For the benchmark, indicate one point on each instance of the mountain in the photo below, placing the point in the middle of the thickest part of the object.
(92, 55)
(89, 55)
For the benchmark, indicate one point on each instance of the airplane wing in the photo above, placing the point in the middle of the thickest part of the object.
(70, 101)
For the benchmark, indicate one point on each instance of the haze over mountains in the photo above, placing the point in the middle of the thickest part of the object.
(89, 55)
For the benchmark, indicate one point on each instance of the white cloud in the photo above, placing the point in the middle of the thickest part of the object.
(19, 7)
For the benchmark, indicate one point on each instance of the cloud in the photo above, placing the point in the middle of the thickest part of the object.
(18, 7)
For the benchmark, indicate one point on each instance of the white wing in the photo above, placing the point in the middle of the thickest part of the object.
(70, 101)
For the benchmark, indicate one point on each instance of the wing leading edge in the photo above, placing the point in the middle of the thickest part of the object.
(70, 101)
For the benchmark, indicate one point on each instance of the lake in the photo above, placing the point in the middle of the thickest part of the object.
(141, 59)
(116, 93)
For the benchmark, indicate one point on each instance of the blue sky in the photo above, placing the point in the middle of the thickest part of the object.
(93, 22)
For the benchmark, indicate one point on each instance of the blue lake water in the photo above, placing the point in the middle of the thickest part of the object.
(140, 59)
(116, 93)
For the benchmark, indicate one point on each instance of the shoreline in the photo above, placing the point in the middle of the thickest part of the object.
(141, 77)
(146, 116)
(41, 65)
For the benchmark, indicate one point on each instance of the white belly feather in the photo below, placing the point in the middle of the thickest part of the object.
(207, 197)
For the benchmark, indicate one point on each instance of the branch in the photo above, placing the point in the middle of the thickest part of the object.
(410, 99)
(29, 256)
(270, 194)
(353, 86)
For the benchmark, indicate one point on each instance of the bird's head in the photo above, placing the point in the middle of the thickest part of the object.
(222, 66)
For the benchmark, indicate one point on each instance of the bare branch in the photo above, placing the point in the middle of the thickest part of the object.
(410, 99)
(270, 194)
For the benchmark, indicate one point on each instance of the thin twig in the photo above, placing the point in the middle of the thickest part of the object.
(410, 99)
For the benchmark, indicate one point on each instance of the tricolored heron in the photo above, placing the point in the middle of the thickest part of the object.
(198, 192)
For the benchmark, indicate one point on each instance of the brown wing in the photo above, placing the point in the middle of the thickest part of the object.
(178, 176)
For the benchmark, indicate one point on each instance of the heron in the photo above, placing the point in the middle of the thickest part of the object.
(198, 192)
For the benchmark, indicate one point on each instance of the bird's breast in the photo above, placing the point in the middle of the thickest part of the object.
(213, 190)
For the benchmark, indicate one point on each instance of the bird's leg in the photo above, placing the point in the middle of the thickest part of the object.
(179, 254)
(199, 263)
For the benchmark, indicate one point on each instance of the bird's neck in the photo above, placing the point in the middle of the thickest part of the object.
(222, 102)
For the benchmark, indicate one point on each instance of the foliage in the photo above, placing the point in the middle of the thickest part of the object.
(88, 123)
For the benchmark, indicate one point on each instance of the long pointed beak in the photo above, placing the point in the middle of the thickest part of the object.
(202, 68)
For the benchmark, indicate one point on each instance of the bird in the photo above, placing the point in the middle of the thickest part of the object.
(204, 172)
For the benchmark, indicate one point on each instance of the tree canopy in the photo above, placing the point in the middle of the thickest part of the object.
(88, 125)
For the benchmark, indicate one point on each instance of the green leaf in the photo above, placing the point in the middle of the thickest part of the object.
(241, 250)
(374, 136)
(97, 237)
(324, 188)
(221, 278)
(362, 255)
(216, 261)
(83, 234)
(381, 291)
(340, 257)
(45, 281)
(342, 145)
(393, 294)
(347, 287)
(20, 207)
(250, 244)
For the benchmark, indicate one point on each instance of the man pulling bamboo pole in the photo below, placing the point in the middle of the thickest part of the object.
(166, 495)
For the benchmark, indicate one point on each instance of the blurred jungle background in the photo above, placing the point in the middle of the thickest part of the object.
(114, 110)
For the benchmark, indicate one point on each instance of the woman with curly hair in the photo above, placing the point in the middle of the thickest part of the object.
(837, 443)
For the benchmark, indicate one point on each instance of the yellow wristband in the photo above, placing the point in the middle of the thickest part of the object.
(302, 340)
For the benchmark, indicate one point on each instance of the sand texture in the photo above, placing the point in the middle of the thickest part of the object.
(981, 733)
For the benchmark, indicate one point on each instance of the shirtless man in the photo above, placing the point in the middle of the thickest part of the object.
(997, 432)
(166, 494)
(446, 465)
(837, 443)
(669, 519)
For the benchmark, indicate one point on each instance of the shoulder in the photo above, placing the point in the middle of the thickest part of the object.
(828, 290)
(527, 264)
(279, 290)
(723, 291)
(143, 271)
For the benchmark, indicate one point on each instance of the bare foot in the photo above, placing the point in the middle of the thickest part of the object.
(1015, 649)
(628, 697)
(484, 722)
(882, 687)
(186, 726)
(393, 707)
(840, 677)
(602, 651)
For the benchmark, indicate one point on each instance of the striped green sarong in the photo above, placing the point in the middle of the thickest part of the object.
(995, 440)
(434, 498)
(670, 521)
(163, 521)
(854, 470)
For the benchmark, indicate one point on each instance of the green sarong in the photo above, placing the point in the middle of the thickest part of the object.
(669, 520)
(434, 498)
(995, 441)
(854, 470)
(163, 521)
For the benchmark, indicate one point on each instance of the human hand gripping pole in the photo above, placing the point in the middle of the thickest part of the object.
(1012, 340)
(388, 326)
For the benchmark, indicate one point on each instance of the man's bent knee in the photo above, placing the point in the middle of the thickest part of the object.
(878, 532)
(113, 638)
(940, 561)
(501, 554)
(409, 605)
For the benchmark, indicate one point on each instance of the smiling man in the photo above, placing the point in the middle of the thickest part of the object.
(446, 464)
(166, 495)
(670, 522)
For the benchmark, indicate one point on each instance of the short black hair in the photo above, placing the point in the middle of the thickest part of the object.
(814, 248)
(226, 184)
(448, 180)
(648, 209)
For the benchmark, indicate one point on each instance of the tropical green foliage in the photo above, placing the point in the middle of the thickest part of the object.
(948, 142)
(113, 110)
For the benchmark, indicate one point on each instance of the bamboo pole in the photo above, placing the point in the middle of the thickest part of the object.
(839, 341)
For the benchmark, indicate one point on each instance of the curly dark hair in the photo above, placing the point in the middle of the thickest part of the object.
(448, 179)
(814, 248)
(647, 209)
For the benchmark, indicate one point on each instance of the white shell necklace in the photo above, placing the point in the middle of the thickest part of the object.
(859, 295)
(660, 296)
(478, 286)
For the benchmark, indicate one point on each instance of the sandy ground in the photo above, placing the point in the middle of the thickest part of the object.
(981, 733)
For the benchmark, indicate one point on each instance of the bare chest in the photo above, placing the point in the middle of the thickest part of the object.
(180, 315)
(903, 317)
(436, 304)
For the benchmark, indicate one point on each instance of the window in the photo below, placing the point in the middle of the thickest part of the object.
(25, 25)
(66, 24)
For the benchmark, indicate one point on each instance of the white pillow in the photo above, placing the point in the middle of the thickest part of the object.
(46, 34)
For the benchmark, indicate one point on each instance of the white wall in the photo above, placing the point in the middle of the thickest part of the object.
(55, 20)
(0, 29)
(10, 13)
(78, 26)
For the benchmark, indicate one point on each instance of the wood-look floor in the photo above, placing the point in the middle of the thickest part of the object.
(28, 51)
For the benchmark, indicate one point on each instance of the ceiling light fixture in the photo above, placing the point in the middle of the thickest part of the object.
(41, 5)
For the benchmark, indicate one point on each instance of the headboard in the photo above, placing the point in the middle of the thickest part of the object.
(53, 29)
-.-.-
◆ **SET PROBLEM**
Copy the part that opens with the line containing "the white wall" and runs to the end of the entries, requests included. Shift every coordinate in the answers by adding 5 to each number.

◆ **REPLY**
For the benchmark, indicate one point on each instance of the white wall in the photo above, placing the point in the middle of the thickest part of the object.
(60, 25)
(5, 34)
(15, 18)
(83, 31)
For the benchmark, indicate one point on each instance of the wood-look floor in the photo above, placing the point in the middle of the thickest part of the object.
(33, 56)
For the benchmark, indicate one point on each instance of the ceiling light fixture in the photo above, placing the point in the middle of the thickest part of the object.
(46, 10)
For the benchmark, indicate one point on each instance of the headboard in the photo above, placing the point in the middle of the thickest part of the object.
(58, 34)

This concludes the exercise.